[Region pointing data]
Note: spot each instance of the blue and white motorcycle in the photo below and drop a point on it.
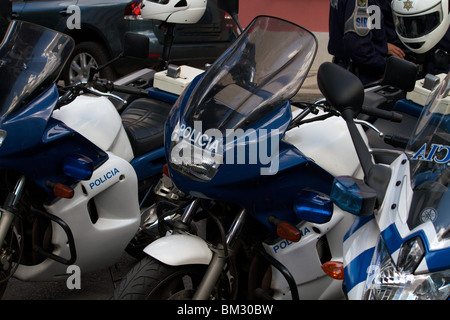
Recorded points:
(399, 245)
(256, 169)
(76, 174)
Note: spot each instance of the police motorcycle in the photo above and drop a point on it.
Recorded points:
(398, 246)
(256, 172)
(78, 176)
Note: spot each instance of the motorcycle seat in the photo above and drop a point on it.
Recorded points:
(144, 121)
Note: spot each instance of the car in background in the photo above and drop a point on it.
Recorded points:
(100, 31)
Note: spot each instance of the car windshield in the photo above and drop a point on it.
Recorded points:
(430, 166)
(264, 67)
(31, 59)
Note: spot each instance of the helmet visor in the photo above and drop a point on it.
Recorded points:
(417, 26)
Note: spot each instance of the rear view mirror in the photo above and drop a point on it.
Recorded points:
(400, 73)
(340, 87)
(136, 45)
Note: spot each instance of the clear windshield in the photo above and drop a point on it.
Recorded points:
(265, 66)
(31, 59)
(430, 166)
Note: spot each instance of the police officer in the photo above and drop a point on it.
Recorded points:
(357, 38)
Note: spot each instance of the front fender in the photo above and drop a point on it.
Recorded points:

_WORK ORDER_. Only lines holding the word "drop" are wanted, so copy each of them from the records above.

_RESPONSE AREA_.
Note: spot each instance of the blue and white motorcycle in the photo below and drop a point on it.
Note: spot each instance of the police motorcycle in the photo above and drop a point on it.
Note: spot each instance of the motorcycle seat in the photo above and drop a point on it.
Note: spot each instance of the car in background in the photo above and drop a point on it.
Note: spot each instance of the car windshield in the photo above and drop a point on it.
Note: spot each instance of the helmet visor in the photo above and drop a point on it.
Note: spot each instance of the rear view mirror in the photo above and drop a point on it.
Note: spot each instance of the clear windshield in the photo above and drop a point on it.
Note: spot each instance of the police officer in the photo above and drop a point on it.
Note: spot each instance of the front fender in the photo above and drop a point on it.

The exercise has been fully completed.